+++ Data +++
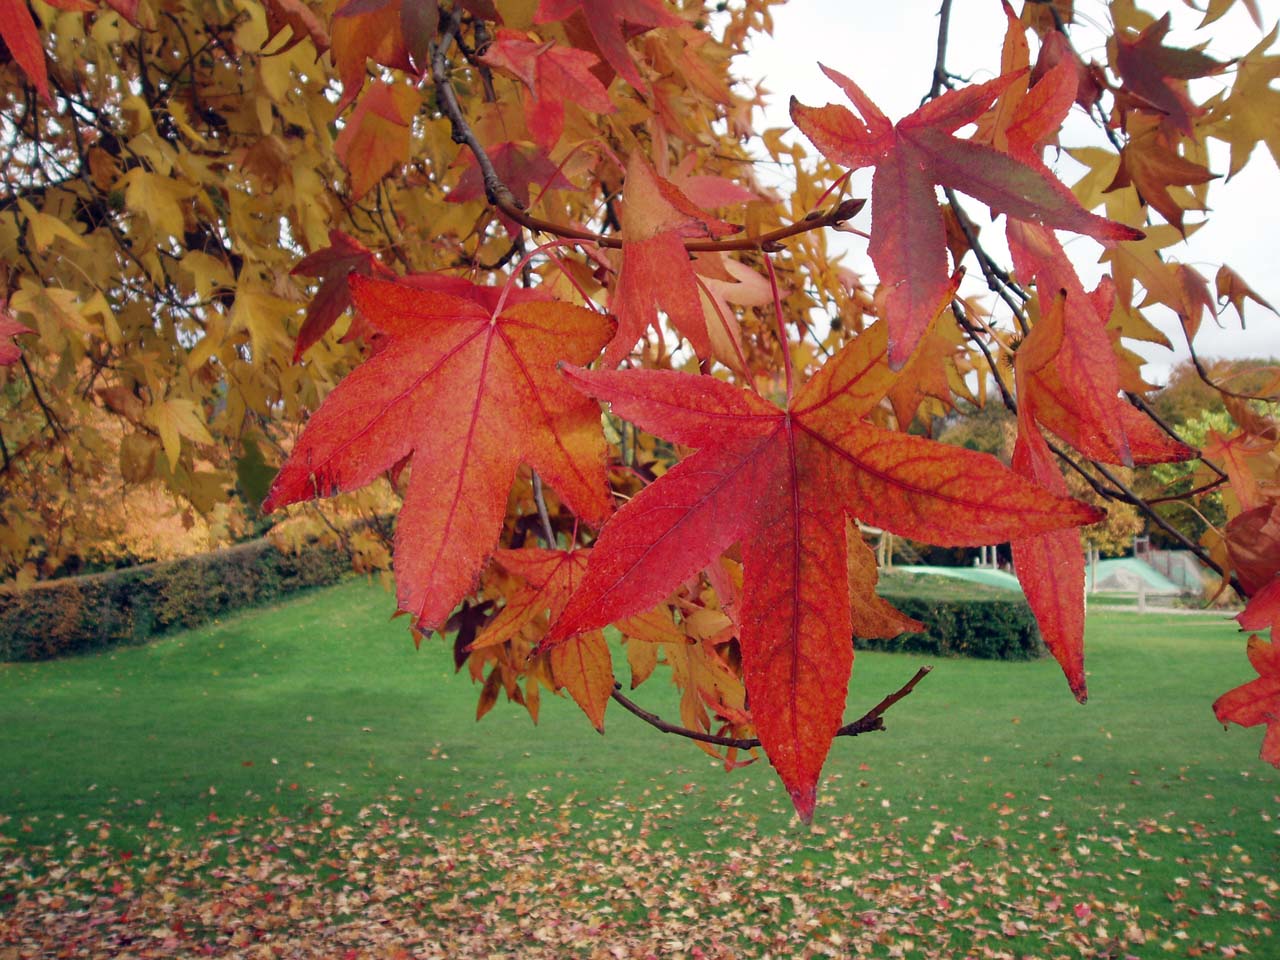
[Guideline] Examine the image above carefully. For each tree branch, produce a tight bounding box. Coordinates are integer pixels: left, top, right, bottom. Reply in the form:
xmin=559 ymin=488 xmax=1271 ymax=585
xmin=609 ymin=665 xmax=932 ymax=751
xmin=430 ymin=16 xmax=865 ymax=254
+++
+++ Data +++
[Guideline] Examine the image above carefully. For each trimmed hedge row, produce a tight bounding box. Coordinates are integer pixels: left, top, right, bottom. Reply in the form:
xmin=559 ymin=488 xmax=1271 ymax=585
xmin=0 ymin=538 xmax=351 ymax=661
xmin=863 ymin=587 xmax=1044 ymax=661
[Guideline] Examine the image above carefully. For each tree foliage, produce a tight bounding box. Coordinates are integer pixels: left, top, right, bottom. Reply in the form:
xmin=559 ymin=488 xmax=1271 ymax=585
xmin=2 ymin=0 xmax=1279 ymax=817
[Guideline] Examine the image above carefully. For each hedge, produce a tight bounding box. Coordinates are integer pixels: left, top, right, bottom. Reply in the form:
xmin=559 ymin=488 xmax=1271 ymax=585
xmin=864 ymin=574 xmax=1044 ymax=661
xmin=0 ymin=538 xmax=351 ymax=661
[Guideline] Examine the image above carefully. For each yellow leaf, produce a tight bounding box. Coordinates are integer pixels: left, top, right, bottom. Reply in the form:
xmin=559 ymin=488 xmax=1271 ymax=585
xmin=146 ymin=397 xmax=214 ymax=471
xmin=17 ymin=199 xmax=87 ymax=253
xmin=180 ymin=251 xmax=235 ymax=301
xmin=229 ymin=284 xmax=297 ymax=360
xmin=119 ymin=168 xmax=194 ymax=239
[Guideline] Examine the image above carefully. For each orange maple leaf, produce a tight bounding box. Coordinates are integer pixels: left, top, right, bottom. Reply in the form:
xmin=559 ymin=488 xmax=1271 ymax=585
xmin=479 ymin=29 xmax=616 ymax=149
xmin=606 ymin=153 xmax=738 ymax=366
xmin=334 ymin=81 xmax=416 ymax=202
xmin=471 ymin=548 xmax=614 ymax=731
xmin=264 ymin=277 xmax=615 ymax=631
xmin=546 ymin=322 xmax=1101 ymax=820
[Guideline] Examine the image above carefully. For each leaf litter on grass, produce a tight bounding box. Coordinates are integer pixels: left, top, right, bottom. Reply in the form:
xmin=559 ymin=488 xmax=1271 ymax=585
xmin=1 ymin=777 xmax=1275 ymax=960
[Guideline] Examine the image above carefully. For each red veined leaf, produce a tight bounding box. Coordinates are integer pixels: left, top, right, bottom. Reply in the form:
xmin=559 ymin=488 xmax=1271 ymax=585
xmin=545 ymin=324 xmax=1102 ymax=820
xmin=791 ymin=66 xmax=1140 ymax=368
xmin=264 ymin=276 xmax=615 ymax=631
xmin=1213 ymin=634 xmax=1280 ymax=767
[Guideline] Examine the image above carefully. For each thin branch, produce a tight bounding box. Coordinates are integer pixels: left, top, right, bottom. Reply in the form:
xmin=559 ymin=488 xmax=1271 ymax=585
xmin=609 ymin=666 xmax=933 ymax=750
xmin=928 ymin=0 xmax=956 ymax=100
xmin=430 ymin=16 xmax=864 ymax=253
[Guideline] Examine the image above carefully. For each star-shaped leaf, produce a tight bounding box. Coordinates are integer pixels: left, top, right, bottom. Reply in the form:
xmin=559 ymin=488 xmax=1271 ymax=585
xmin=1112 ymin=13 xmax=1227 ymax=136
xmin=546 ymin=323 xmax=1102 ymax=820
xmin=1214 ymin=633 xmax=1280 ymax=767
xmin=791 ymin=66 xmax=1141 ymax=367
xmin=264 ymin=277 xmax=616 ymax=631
+++
+++ Data +++
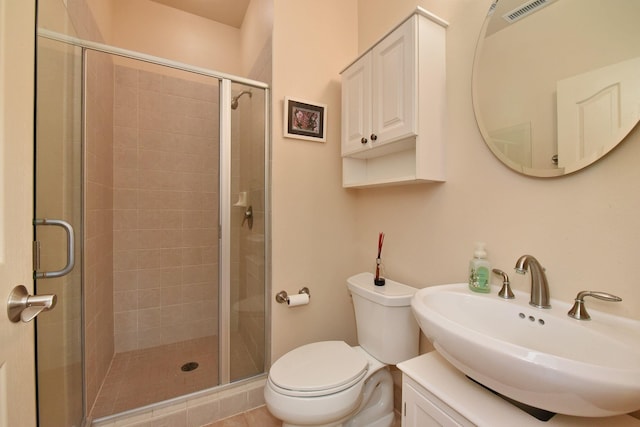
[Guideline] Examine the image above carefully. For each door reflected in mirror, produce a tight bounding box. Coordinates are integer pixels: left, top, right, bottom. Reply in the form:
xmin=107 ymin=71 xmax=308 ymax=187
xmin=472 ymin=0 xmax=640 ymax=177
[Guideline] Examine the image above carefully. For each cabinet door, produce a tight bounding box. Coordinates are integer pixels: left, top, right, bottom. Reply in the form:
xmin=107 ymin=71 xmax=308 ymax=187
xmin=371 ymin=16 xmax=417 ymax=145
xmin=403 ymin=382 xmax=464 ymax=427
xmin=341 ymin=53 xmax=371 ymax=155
+++
### Work order:
Every line containing the string "door" in the entries should be counted; give the resulting number and nothing else.

### Solved problem:
2